■ Given request:
Recast the listing below as a Markdown table with the columns Row and Text, giving each nonblank line its own numbered row. Leave the pictures out of the table.
--------------------------------
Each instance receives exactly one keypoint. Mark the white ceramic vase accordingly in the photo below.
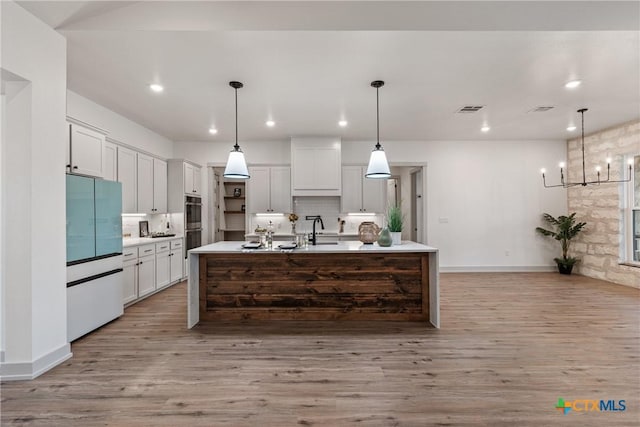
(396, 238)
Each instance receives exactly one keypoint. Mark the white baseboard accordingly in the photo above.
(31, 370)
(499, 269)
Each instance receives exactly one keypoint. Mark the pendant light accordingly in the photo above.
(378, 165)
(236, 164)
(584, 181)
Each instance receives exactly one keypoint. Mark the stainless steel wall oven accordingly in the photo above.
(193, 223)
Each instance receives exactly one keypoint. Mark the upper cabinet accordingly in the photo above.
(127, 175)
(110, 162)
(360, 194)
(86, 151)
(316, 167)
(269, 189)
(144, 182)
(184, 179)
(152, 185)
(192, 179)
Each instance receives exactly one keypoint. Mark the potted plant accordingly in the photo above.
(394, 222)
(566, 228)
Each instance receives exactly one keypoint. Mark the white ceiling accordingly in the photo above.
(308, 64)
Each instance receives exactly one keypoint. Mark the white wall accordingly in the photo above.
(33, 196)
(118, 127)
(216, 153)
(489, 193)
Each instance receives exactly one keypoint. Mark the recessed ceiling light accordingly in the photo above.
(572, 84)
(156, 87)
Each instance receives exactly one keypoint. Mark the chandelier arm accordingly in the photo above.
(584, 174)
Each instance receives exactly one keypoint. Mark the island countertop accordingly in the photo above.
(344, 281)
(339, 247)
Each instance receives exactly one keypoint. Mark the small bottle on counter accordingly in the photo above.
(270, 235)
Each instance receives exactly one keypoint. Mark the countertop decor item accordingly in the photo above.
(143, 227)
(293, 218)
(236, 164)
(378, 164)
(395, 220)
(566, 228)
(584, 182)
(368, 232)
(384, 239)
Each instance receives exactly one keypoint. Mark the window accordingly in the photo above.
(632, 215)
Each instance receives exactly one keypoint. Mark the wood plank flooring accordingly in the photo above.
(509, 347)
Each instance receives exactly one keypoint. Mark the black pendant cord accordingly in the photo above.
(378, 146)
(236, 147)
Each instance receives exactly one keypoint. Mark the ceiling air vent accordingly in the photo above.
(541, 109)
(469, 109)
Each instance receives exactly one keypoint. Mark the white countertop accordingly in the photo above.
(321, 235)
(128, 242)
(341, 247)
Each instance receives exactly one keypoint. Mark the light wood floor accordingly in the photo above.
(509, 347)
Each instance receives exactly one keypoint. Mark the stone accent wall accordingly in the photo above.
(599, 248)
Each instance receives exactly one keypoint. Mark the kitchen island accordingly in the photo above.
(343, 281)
--------------------------------
■ Finished answer:
| Row | Text |
|---|---|
| 1 | Each instance receives exactly one keypoint. Mark the white ceramic vase accordingly in the photo below. |
| 2 | (396, 238) |
| 3 | Each instance receives exactly one keypoint. Mark the white baseboard accordingly in the photo above. |
| 4 | (31, 370) |
| 5 | (499, 269) |
| 6 | Each instance receives exactly one keypoint. Mark the pendant light accordingly in the photo above. |
| 7 | (378, 165) |
| 8 | (236, 164) |
| 9 | (584, 181) |
| 10 | Each instance receives exactly one keypoint. Mark the stainless steel wall oven accordingly in the photo above. |
| 11 | (193, 223) |
| 12 | Each instance receives exactly one keypoint. Mark the upper cabinet accordingly in the photo above. |
| 13 | (127, 175) |
| 14 | (110, 162) |
| 15 | (360, 194) |
| 16 | (86, 151) |
| 17 | (316, 167) |
| 18 | (269, 189) |
| 19 | (144, 182) |
| 20 | (184, 179) |
| 21 | (152, 185) |
| 22 | (192, 179) |
| 23 | Each instance receives exactly one keypoint. Mark the potted plant accordingly in the photo above. |
| 24 | (394, 222) |
| 25 | (566, 228) |
| 26 | Each instance receives exactly one keypoint. Mark the white ceiling accordingly in the photo above. |
| 27 | (308, 64) |
| 28 | Each instance receives exactly one keypoint. Mark the white wall accordingly in the photo above. |
| 29 | (33, 196) |
| 30 | (118, 127) |
| 31 | (216, 153) |
| 32 | (489, 193) |
| 33 | Each instance receives exactly one keypoint. Mark the recessed ceiling light accordingly in the photo above. |
| 34 | (572, 84) |
| 35 | (156, 87) |
| 36 | Each instance receives exactly one keypoint. Mark the chandelier arm accordingly in the photo above. |
| 37 | (584, 174) |
| 38 | Each instance receives exactly one keypoint. Mark the island countertop accordingly in the photo above. |
| 39 | (344, 281) |
| 40 | (339, 247) |
| 41 | Each instance receives exactly one keypoint. Mark the small bottle on counter accordingly in the photo above. |
| 42 | (270, 235) |
| 43 | Each instance receives exactly one keypoint. Mark the countertop decor item accordingly in the photo above. |
| 44 | (143, 227) |
| 45 | (293, 218) |
| 46 | (236, 164) |
| 47 | (378, 164) |
| 48 | (395, 220) |
| 49 | (566, 228) |
| 50 | (584, 182) |
| 51 | (368, 232) |
| 52 | (384, 239) |
| 53 | Each instance receives exactly one keypoint. Mark the window accordingly in the photo above. |
| 54 | (632, 215) |
| 55 | Each instance receives exactly one keypoint. Mark the wood plank flooring accordingly in the photo above. |
| 56 | (509, 347) |
| 57 | Each instance receives exactly one keypoint. Mark the black pendant cord accordingly in the photo above. |
| 58 | (378, 146) |
| 59 | (236, 147) |
| 60 | Each instance receives exactly one keypoint. Mark the ceiling air vent accordingly in the photo above. |
| 61 | (541, 109) |
| 62 | (469, 109) |
| 63 | Each instance receives exactly one keypoint. Mark the white countertop accordingly in the photo above. |
| 64 | (321, 235) |
| 65 | (128, 242) |
| 66 | (341, 247) |
| 67 | Each instance receives exactly one keypoint. Mark the light wood floor accordingly in the photo above. |
| 68 | (509, 347) |
| 69 | Each instance receives exactly one keypoint. Mark the stone accent wall accordingly in the photo above. |
| 70 | (599, 248) |
| 71 | Each instance receives exactly one keypoint. Mark the kitchen island accordingly in the photo above. |
| 72 | (343, 281) |